● Extracted text:

════════

Monday, August 26, 2019

Versioning Data Science

Data science, being a relatively new field, has no go-to version control standard. In this post I discuss data science cycles, its unique versioning strategy, and some possible solutions.

Data Science Cycles

Data science is different from traditional software development, especially so for stages such as exploratory data analysis, feature engineering, machine learning model training & validation. While both data science and software development involve writing code, data science tends to be more iterative and cyclical, where one cycle often starts with some initial understanding of the data (and hence questions), and then moves to collecting, exploring, cleaning, and transforming the data, and finally to building, validating, and deploying machine learning models, which in turn leads to better data understanding and the start of the next cycle.
data-science-cycle
Image credit: DataScience.LA
Data science is also more interactive, and we can see this from the tools data scientists use: typically not just an IDE, but notebooks (e.g., JupyterZeppelin, or Beaker), which in its nature is more interactive and enables shorter code-result cycles.
This asks for a different version control paradigm, because simply copying software development VCS (version control system) to data science won’t work (anyone who tried to naively git an .ipynb file knows how painful and inflexible it could be). Data science needs its own versioning system so data scientist & engineers can better collaborate, test, share, and reuse.
Currently, although we are seeing some progress, data science version control is still relatively immature and has a lot of room for improvement. In the rest of this blog post I’ll discuss data science unique versioning strategy.

Versioning Strategy

Reproducibility

The guiding principle of doing data science is that people need to be able to easily see and replicate each other’s work. Cookiecutter Data Science has a great comment on this:
A well-defined, standard project structure means that a newcomer can begin to understand an analysis without digging in to extensive documentation. It also means that they don’t necessarily have to read 100% of the code before knowing where to look for very specific things.
Reproducibility entails that for every result, keep track of how it was produced, and for analysis that includes randomness, note the underlying random seeds. All custom scripts need to be version controlled.
One crucial thing to realize (yet sometimes overlooked) is that in order to ensure data science reproducibility, it’s not just code that we need to version control (for code versioning tools like GitHubBitbucket, and GibLab should suffice). There are two additional dimensions that need version control as well: data and models.

Data versioning

Compared with code, data is usually harder to version control simply due to one fact: size. One should feel lucky if the data is around a couple of GB, since in this big data age it’s not uncommon to have data at TB or PB in size.
One good practice is to treat data (objects, not that sits in a SQL database) as immutable, meaning don’t ever naively edit or overwrite your raw data, and keep only one version of the raw data.

════════

● Exercise directions: Reproduce the part of the blog post on versioning data science from "One crucial thing" up to and including "PB in size.", word for word. The dataset records stand apart from the blog post on versioning data science.

[Dataset records]
════════

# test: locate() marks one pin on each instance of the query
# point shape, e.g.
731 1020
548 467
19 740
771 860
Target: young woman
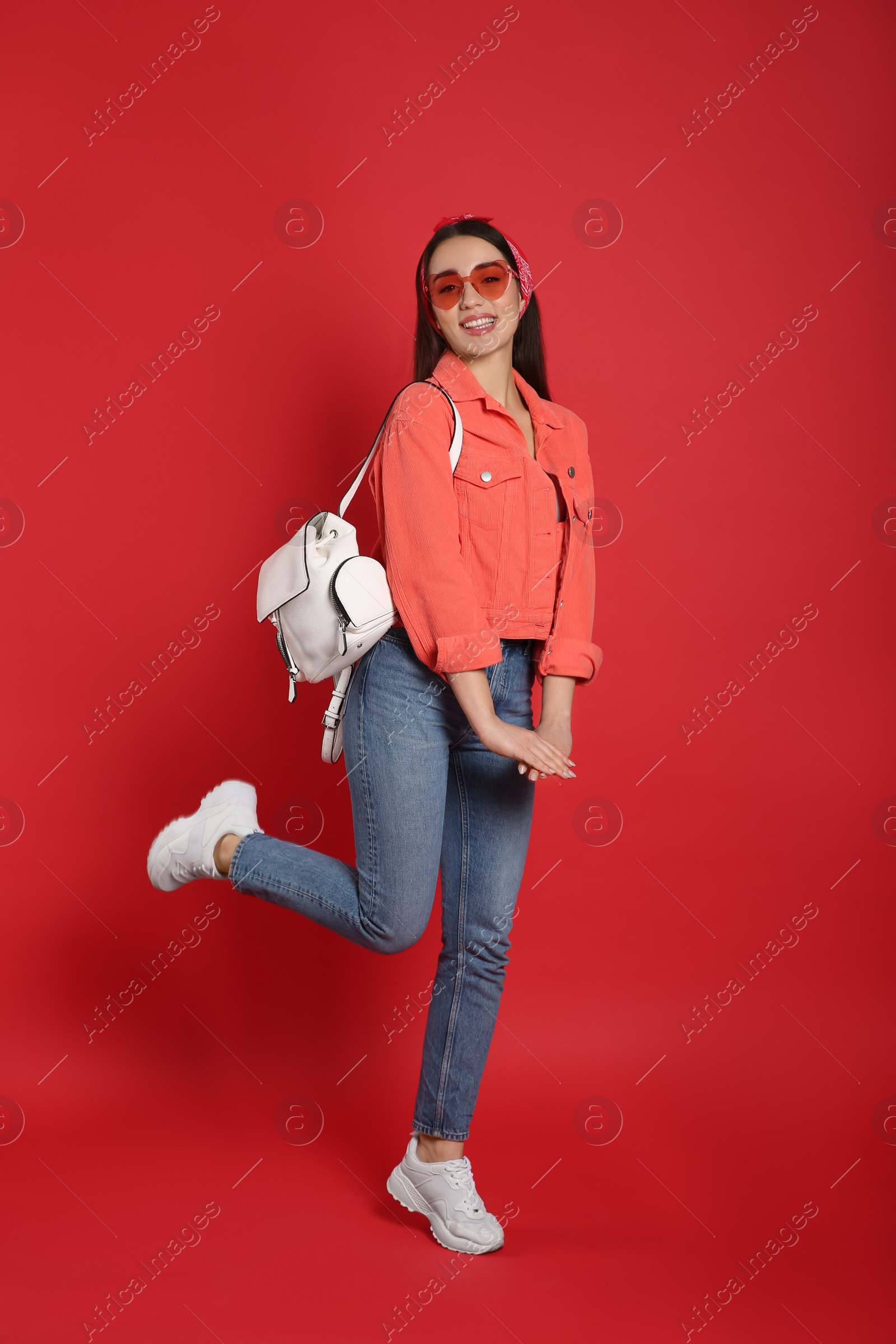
492 575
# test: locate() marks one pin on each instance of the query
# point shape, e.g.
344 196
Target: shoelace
459 1174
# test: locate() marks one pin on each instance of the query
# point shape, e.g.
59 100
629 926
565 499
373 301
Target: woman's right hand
524 746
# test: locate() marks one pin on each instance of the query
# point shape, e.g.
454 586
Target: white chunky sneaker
446 1194
184 850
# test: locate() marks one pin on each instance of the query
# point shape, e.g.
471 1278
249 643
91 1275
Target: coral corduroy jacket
480 557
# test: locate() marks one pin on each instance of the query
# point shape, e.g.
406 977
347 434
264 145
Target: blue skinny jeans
426 795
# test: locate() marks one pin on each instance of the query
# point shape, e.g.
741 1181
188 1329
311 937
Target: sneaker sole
235 791
402 1190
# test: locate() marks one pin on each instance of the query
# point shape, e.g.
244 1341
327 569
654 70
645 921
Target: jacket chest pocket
486 488
585 516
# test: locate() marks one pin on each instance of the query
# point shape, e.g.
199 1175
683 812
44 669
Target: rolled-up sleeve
421 543
570 650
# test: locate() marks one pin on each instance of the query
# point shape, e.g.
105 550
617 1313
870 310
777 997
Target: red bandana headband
524 274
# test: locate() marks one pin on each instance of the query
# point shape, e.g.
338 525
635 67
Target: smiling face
477 324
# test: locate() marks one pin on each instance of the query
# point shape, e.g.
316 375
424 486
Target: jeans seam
461 960
371 837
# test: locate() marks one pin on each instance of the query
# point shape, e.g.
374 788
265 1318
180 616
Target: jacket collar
461 384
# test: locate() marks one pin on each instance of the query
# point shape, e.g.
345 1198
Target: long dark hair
528 343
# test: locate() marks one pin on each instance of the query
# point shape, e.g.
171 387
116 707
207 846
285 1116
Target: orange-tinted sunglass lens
489 280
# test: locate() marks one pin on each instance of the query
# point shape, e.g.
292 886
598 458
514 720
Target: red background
734 832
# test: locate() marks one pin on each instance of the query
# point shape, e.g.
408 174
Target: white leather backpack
327 603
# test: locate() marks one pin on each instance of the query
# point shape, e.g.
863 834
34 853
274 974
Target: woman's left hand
559 734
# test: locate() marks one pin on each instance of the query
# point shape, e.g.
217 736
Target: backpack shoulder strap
454 451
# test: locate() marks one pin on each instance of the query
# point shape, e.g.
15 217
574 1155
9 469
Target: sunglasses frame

════════

● Answer section:
One crucial thing to realize (yet sometimes overlooked) is that in order to ensure data science reproducibility, it’s not just code that we need to version control (for code versioning tools like GitHubBitbucket, and GibLab should suffice). There are two additional dimensions that need version control as well: data and models.

Data versioning

Compared with code, data is usually harder to version control simply due to one fact: size. One should feel lucky if the data is around a couple of GB, since in this big data age it’s not uncommon to have data at TB or PB in size.